DOCUMENT TEXT:
=== Begin Enclosure ===

“We’ve never seen anything like this,” Europol executive director Rob Wainwright told Britain’s ITV television yesterday.
According to Europol, over 200,000 computers in at least 150 countries have so far been infected. That number has undoubtedly risen since the latest report, too. The U.K.’s National Cyber Security Centre reported that new cases of ransomware are possible “at a significant scale.”
“For now,” a Europol spokesman told Bloomberg, “it does not look like the number of infected computers is increasing. We will get a decryption tool eventually, but for the moment, it’s still a live threat and we’re still in disaster recovery mode.”
During the weekend, travelers at a Costa Rican and a German airport reported sights of malware on airport computers. In China, hundreds of thousands of computers were locked down, including those in gas stations, ATMs and universities.
Some might blame bitcoin for this rise of ransomware, but that wouldn’t really hack at the root of the problem. Moreover, it would be a fruitless venture.
The real problem is lack of reliable digital security and overcentralization in the digital age. And, of course, the fantastic beasts unleashed from the CIA and NSA’s digital weapons armories don’t help.
As Microsoft’s President and Chief Legal Officer Brad Smith wrote in a blog post: “We have seen vulnerabilities stored by the CIA show up on WikiLeaks, and now this vulnerability stolen from the NSA has affected customers around the world. This attack provides yet another example of why the stockpiling of vulnerabilities by governments is such a problem.”
Truth be told, the world is lucky. This time.
The ransomware, after all, demanded only $300 from its victims.
If you think about it, even with the attacks on the National Health Services, this is a pretty benign way to realize system vulnerabilities. Some penetration-testers charge way more than $300 in BTC for their services. Bug bounties are far more costly, too. These hackers have probably inadvertently saved many institutions, if they learn their lessons, from much larger and WAY more malicious attacks in the future.
Imagine, for example, this had been an attack from some more savvy psycho not motivated by money — but motivated by the desire to watch the world burn.
This hack also revealed something else.

=== End Enclosure ===

DATA RECORDS:
=== Begin Enclosure ===

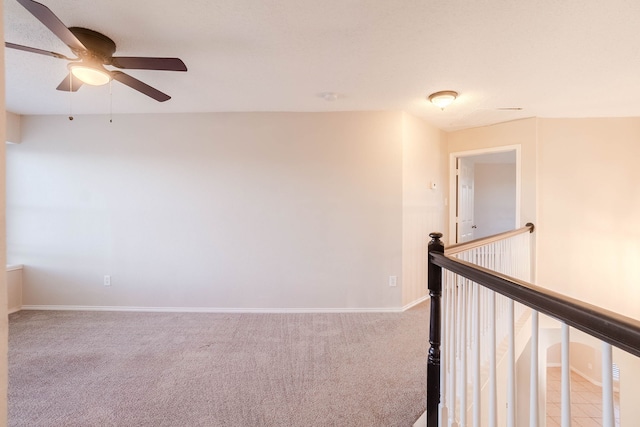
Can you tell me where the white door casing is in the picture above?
[445,144,522,244]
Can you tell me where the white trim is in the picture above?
[402,295,429,311]
[447,144,522,245]
[22,305,403,313]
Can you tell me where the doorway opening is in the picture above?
[449,145,521,244]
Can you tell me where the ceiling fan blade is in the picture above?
[111,56,187,71]
[17,0,87,50]
[111,71,171,102]
[4,42,72,61]
[56,73,82,92]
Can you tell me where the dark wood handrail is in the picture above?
[426,224,640,427]
[429,253,640,357]
[444,222,535,255]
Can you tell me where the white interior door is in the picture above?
[456,157,475,243]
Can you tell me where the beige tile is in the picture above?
[572,403,602,418]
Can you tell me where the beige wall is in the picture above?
[7,265,22,313]
[537,118,640,319]
[5,111,22,144]
[0,3,9,425]
[7,112,445,309]
[447,118,538,244]
[402,114,448,306]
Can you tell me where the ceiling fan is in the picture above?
[5,0,187,102]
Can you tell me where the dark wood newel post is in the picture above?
[427,233,444,427]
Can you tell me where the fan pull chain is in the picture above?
[109,79,113,123]
[69,73,73,120]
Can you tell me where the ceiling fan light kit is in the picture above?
[5,0,187,102]
[67,62,111,86]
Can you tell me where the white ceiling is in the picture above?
[4,0,640,130]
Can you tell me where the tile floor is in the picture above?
[547,368,620,427]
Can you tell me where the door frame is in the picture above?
[448,144,522,245]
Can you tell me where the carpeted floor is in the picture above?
[9,303,428,427]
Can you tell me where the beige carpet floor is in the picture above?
[9,303,428,427]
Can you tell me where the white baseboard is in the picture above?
[402,295,429,311]
[22,305,404,313]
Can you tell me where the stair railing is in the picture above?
[426,224,640,427]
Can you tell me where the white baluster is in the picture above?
[472,283,482,427]
[561,323,571,427]
[602,342,615,427]
[458,280,469,427]
[507,300,516,427]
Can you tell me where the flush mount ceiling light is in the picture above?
[318,92,340,101]
[427,90,458,110]
[69,62,111,86]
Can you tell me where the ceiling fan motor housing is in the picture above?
[69,27,116,64]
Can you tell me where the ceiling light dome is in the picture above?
[427,90,458,110]
[69,62,111,86]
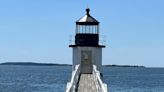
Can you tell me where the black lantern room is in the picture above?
[70,8,105,47]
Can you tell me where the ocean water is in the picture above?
[0,65,164,92]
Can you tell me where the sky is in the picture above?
[0,0,164,67]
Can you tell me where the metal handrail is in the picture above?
[93,65,108,92]
[66,65,80,92]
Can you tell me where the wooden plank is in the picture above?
[77,74,96,92]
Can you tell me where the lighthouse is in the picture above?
[69,8,105,74]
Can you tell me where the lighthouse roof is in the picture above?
[76,8,99,25]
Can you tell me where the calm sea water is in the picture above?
[0,65,164,92]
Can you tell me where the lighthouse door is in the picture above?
[81,51,93,73]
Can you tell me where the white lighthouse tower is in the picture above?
[69,8,105,74]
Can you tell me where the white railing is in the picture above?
[66,65,80,92]
[93,65,108,92]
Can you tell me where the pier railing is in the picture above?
[93,65,108,92]
[66,65,80,92]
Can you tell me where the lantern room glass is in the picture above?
[76,24,99,34]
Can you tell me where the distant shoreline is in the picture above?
[0,62,71,66]
[0,62,145,67]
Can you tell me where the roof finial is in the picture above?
[86,8,90,15]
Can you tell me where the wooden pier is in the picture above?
[77,74,97,92]
[66,65,108,92]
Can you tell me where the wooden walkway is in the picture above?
[77,74,97,92]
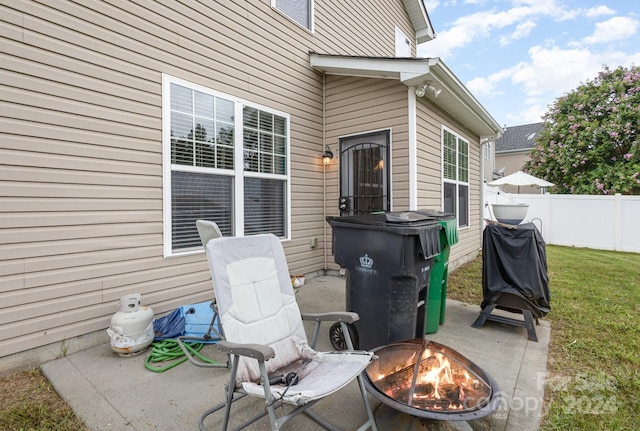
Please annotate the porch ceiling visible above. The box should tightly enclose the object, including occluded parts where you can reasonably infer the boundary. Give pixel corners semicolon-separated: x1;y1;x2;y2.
310;52;502;140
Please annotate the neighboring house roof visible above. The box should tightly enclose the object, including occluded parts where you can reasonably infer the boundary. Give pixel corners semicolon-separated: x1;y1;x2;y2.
309;52;502;138
402;0;436;44
495;123;544;154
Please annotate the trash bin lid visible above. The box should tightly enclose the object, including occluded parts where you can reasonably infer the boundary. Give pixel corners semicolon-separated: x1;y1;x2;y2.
327;211;442;259
416;208;456;220
327;211;435;226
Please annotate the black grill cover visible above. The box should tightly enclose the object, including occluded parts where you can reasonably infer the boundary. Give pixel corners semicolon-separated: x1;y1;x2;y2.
481;223;551;317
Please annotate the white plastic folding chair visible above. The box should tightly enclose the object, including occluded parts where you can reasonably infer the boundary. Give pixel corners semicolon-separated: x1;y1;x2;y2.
199;234;376;431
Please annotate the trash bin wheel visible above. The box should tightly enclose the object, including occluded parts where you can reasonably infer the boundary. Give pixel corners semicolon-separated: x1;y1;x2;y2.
329;322;360;350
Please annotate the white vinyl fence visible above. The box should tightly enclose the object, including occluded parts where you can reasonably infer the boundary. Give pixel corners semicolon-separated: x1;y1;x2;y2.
484;186;640;253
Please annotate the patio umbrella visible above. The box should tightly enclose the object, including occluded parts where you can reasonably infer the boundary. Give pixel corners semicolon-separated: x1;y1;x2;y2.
487;171;555;193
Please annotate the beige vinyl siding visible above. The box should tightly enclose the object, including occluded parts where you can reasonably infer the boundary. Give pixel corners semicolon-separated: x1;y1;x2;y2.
315;0;415;57
0;0;413;362
416;98;482;268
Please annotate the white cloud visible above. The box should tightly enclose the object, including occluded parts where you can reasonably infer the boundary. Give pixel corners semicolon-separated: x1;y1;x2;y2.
584;6;616;18
582;16;640;45
467;46;640;124
418;0;579;59
498;21;536;46
424;0;440;14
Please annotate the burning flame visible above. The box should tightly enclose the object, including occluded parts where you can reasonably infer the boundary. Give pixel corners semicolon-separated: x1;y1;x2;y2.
378;349;482;410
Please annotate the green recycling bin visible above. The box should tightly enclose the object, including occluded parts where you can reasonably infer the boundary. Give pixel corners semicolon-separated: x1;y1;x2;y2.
417;210;458;334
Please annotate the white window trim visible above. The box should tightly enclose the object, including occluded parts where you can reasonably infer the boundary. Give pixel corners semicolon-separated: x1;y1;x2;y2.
395;26;413;58
271;0;316;33
162;73;291;258
440;125;471;230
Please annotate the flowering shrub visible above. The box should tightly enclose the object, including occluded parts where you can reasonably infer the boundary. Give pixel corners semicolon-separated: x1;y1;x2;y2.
524;66;640;194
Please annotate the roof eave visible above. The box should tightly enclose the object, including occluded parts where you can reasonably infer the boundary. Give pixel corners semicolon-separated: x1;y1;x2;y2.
310;52;502;139
402;0;436;44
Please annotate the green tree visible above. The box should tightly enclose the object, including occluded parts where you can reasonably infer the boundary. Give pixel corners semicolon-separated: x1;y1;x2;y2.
524;66;640;194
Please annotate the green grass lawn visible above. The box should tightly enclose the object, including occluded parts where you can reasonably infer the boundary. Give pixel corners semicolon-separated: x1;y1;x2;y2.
447;246;640;431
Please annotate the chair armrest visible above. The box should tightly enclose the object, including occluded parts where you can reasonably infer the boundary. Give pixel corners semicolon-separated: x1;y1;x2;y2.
302;311;360;323
216;340;276;362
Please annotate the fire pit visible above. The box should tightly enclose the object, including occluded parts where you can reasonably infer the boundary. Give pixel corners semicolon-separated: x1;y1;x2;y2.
364;338;501;428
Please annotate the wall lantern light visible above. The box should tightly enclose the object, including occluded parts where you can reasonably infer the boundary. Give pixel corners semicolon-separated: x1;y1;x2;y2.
322;145;333;166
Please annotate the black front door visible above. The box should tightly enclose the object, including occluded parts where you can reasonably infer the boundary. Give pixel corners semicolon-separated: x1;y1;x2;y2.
339;130;391;216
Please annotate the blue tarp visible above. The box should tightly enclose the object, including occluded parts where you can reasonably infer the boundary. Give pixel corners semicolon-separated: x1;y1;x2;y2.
153;301;220;343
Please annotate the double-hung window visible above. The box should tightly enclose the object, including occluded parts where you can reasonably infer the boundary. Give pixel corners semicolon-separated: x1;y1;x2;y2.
442;129;469;227
162;75;290;256
271;0;313;31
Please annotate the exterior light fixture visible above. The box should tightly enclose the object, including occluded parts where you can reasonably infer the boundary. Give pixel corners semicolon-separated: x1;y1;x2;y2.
416;84;442;97
322;145;333;166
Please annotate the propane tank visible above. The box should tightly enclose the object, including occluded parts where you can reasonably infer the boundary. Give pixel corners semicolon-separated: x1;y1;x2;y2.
107;293;155;356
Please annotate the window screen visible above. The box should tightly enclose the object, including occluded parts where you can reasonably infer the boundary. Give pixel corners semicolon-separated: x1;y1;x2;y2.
271;0;313;30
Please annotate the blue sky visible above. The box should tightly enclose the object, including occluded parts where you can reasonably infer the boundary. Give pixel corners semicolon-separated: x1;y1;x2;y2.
418;0;640;126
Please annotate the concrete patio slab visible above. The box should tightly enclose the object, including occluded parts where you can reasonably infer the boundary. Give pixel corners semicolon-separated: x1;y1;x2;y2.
42;276;550;431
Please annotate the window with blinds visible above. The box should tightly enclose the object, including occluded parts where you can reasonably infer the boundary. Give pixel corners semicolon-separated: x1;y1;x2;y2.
271;0;313;31
163;75;289;255
442;129;469;227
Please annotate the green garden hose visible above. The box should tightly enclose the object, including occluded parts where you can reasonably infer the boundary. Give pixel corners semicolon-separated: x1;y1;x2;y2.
144;339;218;373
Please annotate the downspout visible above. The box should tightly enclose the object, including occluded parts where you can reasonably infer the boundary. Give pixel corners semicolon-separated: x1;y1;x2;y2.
408;87;418;211
320;72;329;273
479;141;489;249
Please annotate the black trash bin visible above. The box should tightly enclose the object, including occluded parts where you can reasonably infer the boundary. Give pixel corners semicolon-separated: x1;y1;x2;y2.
327;212;441;349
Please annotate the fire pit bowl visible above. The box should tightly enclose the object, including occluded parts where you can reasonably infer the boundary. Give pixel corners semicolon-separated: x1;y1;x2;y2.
364;338;501;421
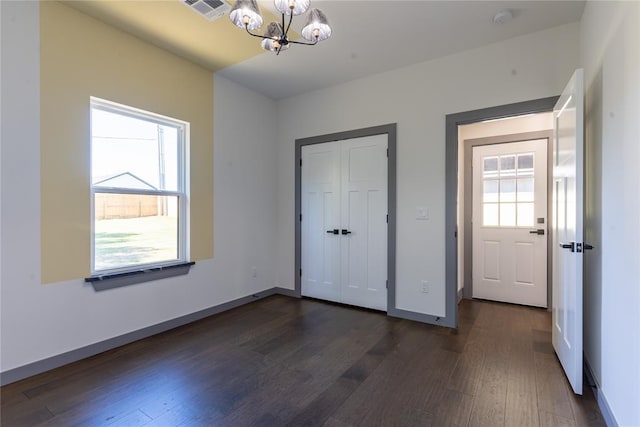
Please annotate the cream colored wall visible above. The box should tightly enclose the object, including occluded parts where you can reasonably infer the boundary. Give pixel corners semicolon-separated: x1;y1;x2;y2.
0;1;277;379
40;2;213;283
458;113;553;290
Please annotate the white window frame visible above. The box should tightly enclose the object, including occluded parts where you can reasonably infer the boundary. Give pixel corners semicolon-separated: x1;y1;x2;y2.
89;96;190;276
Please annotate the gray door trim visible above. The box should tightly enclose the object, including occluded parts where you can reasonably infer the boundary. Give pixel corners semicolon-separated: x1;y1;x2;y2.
444;96;559;327
294;123;397;315
462;130;553;308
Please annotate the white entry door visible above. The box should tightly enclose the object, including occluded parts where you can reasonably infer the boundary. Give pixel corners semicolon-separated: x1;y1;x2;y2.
552;70;584;394
301;134;388;310
472;139;547;307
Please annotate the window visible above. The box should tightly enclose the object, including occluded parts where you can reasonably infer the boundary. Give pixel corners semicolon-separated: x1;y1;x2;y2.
482;153;534;227
91;97;189;275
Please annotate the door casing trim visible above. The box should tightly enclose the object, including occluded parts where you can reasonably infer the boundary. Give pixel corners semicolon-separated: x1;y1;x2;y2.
444;96;559;327
461;130;553;308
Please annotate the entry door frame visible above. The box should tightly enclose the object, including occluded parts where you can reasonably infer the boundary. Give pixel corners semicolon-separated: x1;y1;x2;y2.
294;123;402;317
461;130;553;310
444;96;559;327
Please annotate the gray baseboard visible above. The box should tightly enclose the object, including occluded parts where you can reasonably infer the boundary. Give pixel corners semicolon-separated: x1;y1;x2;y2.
0;287;300;386
583;357;619;427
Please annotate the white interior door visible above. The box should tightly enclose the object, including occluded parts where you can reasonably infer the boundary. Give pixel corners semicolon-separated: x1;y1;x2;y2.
301;142;342;302
341;135;387;310
301;134;388;310
552;70;584;394
472;139;547;307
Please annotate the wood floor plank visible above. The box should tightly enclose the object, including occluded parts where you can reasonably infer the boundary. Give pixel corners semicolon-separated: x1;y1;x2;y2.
0;296;604;427
534;353;574;420
505;307;540;427
540;411;576;427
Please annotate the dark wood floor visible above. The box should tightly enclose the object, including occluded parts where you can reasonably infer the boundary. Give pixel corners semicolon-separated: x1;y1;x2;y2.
1;296;604;427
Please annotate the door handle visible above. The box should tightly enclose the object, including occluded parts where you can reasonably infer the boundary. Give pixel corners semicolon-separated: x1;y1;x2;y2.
560;242;576;252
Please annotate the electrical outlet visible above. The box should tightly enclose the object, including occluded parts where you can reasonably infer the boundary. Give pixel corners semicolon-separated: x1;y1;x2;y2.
420;280;429;294
416;208;429;221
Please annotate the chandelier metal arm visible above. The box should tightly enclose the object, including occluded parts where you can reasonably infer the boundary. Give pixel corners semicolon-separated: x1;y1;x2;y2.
289;38;318;46
244;24;271;40
282;11;293;37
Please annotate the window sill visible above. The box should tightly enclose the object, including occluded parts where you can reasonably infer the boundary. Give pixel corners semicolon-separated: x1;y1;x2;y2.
84;262;195;291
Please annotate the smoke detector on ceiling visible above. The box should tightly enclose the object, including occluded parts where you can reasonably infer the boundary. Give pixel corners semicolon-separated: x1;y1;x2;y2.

=== End Enclosure ===

TASK REQUIREMENTS:
[1] Reproduce the passage of the ransomware article between "If you think" and "revealed something else.", inclusive.
[2] Pick up the article on the ransomware attack from its final sentence and continue it.

EXPECTED RESPONSES:
[1]
If you think about it, even with the attacks on the National Health Services, this is a pretty benign way to realize system vulnerabilities. Some penetration-testers charge way more than $300 in BTC for their services. Bug bounties are far more costly, too. These hackers have probably inadvertently saved many institutions, if they learn their lessons, from much larger and WAY more malicious attacks in the future.
Imagine, for example, this had been an attack from some more savvy psycho not motivated by money — but motivated by the desire to watch the world burn.
This hack also revealed something else.

[2]
The level of digital security many government organizations hold is hilariously poor…
Nothing good can come from any organization — especially the Russian Interior Ministry and Britain’s National Health Services — using operating systems so obsolete its manufacturer stopped supporting it years ago.
How to protect yourself
Do everything you need to protect yourself — right now.
Here’s how to get started…
Realize nobody is going to protect your data but you. Don’t rely on the centralized authorities to fix a problem of overcentralization. Again and again, their tools will fall short and they will always be playing reactionary catch up.
You have the power.
First, be wary about any links you click or things you download. It’s important to be VERY conservative about what you do online these days. Seriously. (Torrenting websites, gambling websites and porn websites are especially infested with hacks.)
Ensure you have and are using a firewall. Also, get a good antivirus that scans your device regularly. It would be a great idea, too, to get a VPN. And BACK UP your drive. Once you’re caught in a ransomware trap, you can avoid paying up if you’re willing to give up the ensnared data. But if you back up your system regularly, that won’t matter.
Here are more tips, courtesy of Wendy McElroy and Bitcoin News…
1. Avoid the specific companies, devices and operating systems mentioned in Vault 7. Wikileaks has compiled an impressive list of the “companies, products, tools, and terms that are mentioned in the Vault 7: CIA Hacking Tools Revealed publication to date.” The list is here.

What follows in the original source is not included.